Your response needs to be the data below, retyped exactly.

═════ Exercise materials

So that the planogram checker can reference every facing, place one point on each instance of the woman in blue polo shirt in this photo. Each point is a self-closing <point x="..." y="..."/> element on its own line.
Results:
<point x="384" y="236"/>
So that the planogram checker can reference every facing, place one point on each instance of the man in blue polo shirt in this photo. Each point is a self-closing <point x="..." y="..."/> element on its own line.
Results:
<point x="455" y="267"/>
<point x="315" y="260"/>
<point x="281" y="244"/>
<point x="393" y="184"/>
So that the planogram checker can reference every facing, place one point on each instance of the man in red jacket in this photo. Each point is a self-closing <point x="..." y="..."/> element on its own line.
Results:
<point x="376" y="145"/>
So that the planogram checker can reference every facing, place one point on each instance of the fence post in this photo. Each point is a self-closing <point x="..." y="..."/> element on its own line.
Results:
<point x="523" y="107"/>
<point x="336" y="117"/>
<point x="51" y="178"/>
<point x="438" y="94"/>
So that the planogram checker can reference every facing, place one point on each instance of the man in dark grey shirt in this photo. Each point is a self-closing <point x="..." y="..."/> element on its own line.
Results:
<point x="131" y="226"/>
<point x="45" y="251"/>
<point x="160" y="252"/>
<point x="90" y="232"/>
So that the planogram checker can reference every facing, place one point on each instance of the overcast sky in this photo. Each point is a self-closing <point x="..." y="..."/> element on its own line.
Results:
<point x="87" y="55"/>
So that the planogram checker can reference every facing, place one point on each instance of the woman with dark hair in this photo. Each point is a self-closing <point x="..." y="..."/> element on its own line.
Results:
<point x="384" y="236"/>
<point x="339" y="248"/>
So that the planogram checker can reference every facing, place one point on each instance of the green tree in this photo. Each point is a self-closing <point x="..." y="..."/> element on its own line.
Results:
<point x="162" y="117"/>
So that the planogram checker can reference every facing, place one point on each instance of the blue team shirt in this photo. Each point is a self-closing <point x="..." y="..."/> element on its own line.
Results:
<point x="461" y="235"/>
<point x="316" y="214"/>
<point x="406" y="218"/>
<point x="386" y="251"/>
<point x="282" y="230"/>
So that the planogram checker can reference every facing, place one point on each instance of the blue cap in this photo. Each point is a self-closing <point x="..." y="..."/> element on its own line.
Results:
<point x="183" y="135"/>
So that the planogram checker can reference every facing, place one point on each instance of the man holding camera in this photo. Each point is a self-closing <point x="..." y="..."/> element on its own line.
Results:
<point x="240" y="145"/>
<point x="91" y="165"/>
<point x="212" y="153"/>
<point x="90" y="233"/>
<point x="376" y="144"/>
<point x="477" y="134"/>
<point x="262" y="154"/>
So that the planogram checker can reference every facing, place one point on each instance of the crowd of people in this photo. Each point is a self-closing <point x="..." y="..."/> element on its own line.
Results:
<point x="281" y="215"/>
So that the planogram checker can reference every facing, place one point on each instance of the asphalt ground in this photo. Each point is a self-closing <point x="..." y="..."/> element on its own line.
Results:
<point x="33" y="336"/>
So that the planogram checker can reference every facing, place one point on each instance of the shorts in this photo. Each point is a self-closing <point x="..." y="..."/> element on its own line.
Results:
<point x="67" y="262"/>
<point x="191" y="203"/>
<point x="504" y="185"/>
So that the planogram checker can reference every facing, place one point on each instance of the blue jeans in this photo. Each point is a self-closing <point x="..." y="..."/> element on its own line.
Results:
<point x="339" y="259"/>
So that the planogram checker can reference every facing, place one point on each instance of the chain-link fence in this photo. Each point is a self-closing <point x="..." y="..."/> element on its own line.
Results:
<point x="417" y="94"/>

══════════

Written response:
So that the planogram checker can reference every facing, place one point on each instance of the woman in blue polo shirt in this photo. Each point is a self-closing <point x="..." y="..."/> element on its own line.
Results:
<point x="384" y="236"/>
So that the planogram checker can reference every facing, place one point on each instance of the man in blue polo shirt in this photo. Each point is a self-closing <point x="..." y="..."/> element on its own line.
Results:
<point x="455" y="267"/>
<point x="315" y="260"/>
<point x="281" y="244"/>
<point x="393" y="184"/>
So that the planogram checker can reference every facing, place one point on each instance of the man in red jacket in this photo. Each point is a self-closing <point x="..." y="..."/> element on its own line.
Results:
<point x="376" y="145"/>
So that the planogram checker can reference every facing, place one point on each instance of the fence post in this photo. Each point is a self-closing <point x="..." y="..."/> element on its own line.
Results:
<point x="523" y="107"/>
<point x="336" y="117"/>
<point x="51" y="178"/>
<point x="438" y="94"/>
So that the planogram checker can reference every facing, place one point on each instance of the man in dark grey shirt in this photo. Each point is a self-closing <point x="..." y="..."/> element on its own line.
Results:
<point x="131" y="226"/>
<point x="45" y="251"/>
<point x="160" y="252"/>
<point x="90" y="232"/>
So that the planogram checker can reference every facing, place one point on each instance of the overcast sky in this photo. Each point is a self-closing <point x="..." y="..."/> element on its own line.
Results:
<point x="87" y="55"/>
So that the planogram checker can reference every facing, place one point on each instance of the woman with dark hair in this photo. Each point is a self-closing <point x="..." y="..."/> element on its own line.
Results:
<point x="384" y="236"/>
<point x="339" y="248"/>
So that the planogram checker can reference every facing, place one point on each instance of the green tree in this photo. Each point is a self-closing <point x="..." y="..."/> element on its own line.
Results:
<point x="162" y="117"/>
So that the planogram checker can reference every facing, place one point on each instance of the blue team shirt in this photo. Each point is a self-closing <point x="..." y="..."/> element on its own line.
Results:
<point x="461" y="235"/>
<point x="316" y="214"/>
<point x="406" y="218"/>
<point x="386" y="251"/>
<point x="282" y="230"/>
So that the planogram checker can reference every facing, place one point on each instance of the blue cap in this photo. Each point is a self-closing <point x="..." y="..."/> element on its own line.
Results:
<point x="183" y="135"/>
So that the planogram checker can reference every facing, place one point on each instance of the man holding camera in this photo. Each point is a self-closing <point x="..." y="..."/> element on its own line.
Results:
<point x="240" y="145"/>
<point x="91" y="165"/>
<point x="212" y="153"/>
<point x="90" y="233"/>
<point x="376" y="144"/>
<point x="477" y="134"/>
<point x="262" y="154"/>
So that the planogram checker can reference every facing, place one point on each instance of the crowd of people in this photo. Each point is a self-closing <point x="..." y="..."/> element on its own line.
Results:
<point x="281" y="215"/>
So that the planogram checker can reference every facing, place one point on each instance of the asphalt ground in this photo. Each point is a self-closing <point x="..." y="..."/> element on its own line.
Results:
<point x="33" y="336"/>
So that the planogram checker can reference every facing, place one point on each instance of the shorts in this photo. Each point is a self-closing <point x="..." y="..."/> element on its own line.
Results:
<point x="67" y="262"/>
<point x="191" y="203"/>
<point x="504" y="185"/>
So that the planogram checker can reference every facing, place one point on each instance of the blue jeans in this photo. Each point is a self-closing <point x="..." y="..."/> element on its own line.
Results:
<point x="339" y="259"/>
So that the planogram checker can reference every facing, place one point on each instance of the chain-link fence in this photo. Each point is a self-closing <point x="..." y="..."/> element on its own line.
Results:
<point x="417" y="94"/>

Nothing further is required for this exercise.